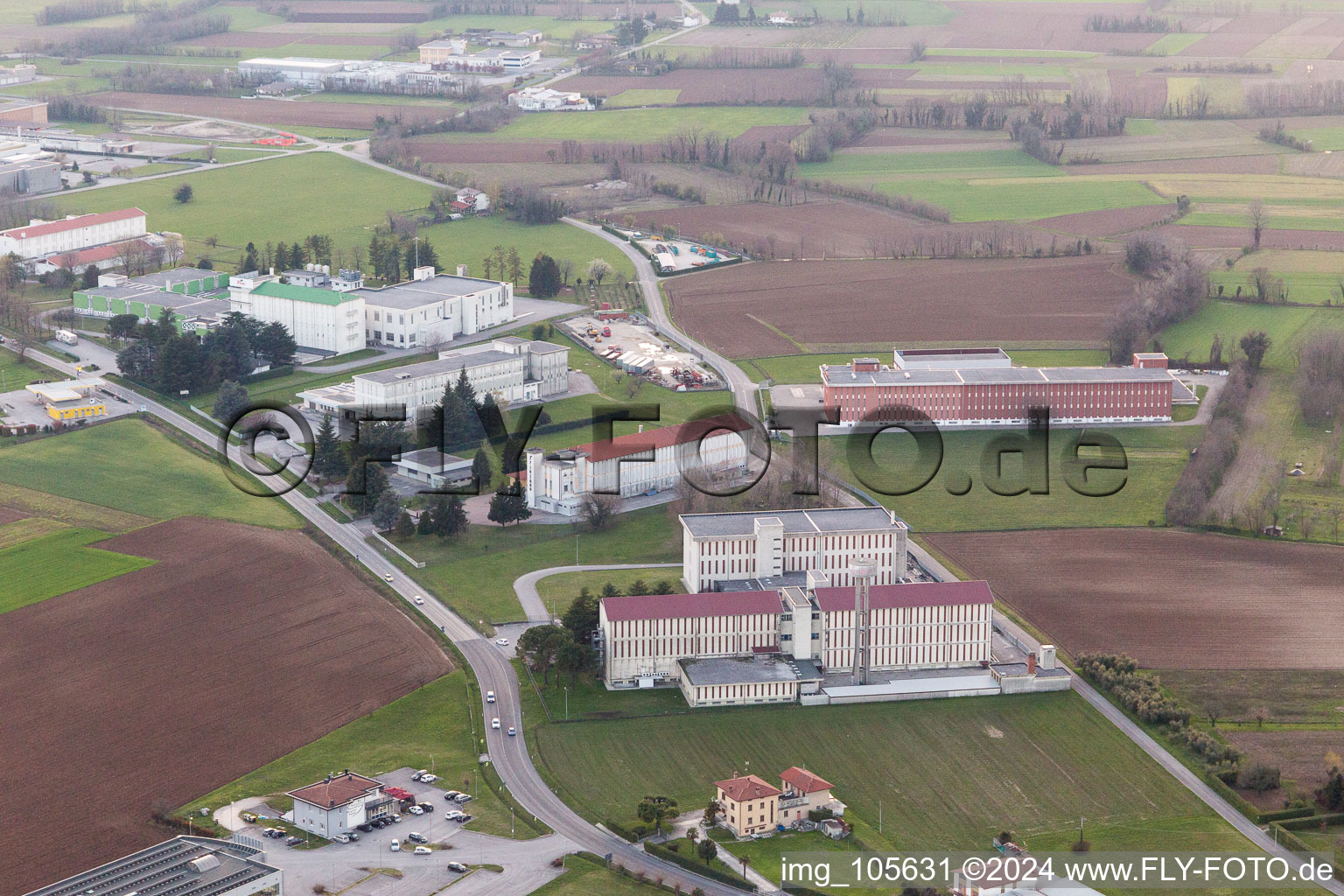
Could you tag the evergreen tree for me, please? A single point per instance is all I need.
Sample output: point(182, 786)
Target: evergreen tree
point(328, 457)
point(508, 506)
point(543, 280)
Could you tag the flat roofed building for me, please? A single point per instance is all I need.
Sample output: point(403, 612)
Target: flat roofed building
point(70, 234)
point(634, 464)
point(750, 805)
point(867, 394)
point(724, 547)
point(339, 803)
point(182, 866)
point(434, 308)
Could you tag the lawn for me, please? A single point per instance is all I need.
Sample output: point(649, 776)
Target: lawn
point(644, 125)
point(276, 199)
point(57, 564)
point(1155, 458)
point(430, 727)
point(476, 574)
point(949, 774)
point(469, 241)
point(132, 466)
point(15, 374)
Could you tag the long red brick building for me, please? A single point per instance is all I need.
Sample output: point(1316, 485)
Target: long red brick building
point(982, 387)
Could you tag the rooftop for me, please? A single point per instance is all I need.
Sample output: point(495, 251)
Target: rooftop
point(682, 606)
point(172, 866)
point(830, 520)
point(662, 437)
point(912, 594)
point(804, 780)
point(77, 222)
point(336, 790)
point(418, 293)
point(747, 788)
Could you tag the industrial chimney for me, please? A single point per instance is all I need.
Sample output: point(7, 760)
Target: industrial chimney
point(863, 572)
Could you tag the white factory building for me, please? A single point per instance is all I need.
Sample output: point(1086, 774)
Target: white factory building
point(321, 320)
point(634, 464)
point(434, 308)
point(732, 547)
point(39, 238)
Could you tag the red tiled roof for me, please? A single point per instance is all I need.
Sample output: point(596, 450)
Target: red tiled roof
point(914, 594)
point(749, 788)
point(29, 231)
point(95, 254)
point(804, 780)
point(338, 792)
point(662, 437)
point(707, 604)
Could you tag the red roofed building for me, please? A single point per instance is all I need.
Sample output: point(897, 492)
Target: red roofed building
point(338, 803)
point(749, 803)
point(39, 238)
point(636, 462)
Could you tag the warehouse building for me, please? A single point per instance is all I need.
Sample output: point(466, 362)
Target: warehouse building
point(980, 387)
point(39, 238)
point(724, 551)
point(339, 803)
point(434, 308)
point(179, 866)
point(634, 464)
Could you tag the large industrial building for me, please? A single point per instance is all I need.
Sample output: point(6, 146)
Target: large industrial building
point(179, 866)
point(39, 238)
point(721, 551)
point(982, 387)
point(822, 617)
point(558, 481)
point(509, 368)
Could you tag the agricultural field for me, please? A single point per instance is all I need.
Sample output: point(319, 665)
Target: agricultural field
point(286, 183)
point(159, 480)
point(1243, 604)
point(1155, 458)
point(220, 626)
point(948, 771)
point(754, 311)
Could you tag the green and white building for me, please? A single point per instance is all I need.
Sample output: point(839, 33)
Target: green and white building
⁂
* [Stated exercise]:
Could you reproduce the listing from the line containing "Could you tag the red tiled" through the end of the listing, including the requests, and multiply every answer point coordinate by 1.95, rounding to the nearest whole number with halves rounded up? Keep the requests and their sample outputs unchanged.

* [Solution]:
Could you tag the red tiled roof for me, please? A single point per instance is all I need.
Sample output: point(596, 450)
Target: red tiled roof
point(1782, 1158)
point(1461, 1537)
point(57, 450)
point(185, 495)
point(1568, 1521)
point(659, 1544)
point(1291, 852)
point(1379, 1178)
Could you tag the red roofed building for me, please? A single point per instance is all I need.
Sample output: point(897, 492)
Target: red roofed building
point(659, 1566)
point(1461, 1566)
point(76, 464)
point(1240, 901)
Could you tag the warehouse building for me, please? A single point per instance is all I need.
Sample output: point(466, 362)
Target: warehouse building
point(1911, 755)
point(76, 464)
point(1412, 1074)
point(661, 1566)
point(846, 601)
point(349, 1689)
point(1236, 905)
Could you tag the large industrial building for me, please? A single point per instance is all I need.
Sample output: point(6, 146)
Target: large industrial building
point(349, 1689)
point(76, 464)
point(1406, 1074)
point(1915, 755)
point(1603, 1203)
point(1088, 938)
point(993, 718)
Could you tag the agricultural field for me, please? A single point per instance is all I need.
Sample output: point(319, 665)
Target: agricultural field
point(558, 357)
point(310, 936)
point(2424, 1178)
point(2252, 893)
point(429, 1221)
point(1849, 1503)
point(1470, 606)
Could you tag the green and white building for me, please? A single point per instance is all I need.
Sample output: point(839, 33)
Target: green and white building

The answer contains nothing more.